### GOAL OF THE EXERCISE
Look through the records, and wherever the string "wood" turns up, copy out that line.

---------- RECORDS TO PROCESS

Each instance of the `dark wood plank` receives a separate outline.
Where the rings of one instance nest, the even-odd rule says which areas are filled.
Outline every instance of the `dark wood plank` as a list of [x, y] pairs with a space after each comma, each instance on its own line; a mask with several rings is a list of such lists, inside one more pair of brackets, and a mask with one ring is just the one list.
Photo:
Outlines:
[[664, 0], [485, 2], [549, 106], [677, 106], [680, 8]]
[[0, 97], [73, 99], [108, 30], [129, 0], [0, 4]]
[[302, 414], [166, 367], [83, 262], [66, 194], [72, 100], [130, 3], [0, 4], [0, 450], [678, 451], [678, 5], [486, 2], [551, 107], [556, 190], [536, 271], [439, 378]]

--------------------

### SOLVED PROBLEM
Each instance of the `dark wood plank` receives a separate outline.
Outline every instance of the `dark wood plank` as a list of [x, y] pairs with a space after each comma, each instance on its own line; a mask with several rings is a list of such lists, inside one more pair of brackets, and a mask with one ring is just the one list.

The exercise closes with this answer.